%%

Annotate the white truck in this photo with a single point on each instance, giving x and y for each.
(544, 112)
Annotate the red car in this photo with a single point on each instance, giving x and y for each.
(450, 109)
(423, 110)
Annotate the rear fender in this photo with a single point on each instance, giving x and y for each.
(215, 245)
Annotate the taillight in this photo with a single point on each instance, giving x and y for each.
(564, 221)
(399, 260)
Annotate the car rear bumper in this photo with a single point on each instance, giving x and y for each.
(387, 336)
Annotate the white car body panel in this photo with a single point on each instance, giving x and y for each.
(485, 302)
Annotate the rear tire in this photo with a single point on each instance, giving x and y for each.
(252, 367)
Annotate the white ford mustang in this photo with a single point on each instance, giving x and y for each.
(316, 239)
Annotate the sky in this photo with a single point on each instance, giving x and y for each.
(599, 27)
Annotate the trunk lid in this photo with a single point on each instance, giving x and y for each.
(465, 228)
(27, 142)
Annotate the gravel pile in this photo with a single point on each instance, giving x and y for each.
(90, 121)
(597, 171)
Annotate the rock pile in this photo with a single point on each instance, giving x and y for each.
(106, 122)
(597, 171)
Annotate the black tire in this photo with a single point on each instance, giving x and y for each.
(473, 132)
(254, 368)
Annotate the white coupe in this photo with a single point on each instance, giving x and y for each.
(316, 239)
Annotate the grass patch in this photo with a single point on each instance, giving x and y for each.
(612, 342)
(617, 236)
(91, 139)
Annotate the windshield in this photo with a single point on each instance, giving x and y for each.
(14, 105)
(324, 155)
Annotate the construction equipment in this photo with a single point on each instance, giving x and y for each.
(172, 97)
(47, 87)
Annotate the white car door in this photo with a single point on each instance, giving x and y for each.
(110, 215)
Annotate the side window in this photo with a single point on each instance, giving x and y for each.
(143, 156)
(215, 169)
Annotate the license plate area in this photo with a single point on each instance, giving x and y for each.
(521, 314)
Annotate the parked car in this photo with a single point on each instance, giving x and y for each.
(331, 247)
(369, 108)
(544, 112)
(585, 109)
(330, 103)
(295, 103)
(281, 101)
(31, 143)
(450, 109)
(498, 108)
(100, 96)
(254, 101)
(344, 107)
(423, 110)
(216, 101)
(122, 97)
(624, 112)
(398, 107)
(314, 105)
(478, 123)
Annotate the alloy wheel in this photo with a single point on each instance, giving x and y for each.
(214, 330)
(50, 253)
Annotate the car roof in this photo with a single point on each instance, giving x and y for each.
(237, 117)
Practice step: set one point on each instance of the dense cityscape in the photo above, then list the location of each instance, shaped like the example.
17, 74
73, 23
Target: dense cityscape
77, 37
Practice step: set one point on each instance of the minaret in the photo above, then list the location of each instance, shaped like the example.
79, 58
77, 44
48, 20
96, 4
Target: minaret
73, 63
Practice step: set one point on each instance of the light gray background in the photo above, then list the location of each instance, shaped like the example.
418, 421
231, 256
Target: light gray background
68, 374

%%

WHAT IS NEEDED
Find every line above that includes the word "step", then state how many there are and nothing more.

FINISHED EXERCISE
3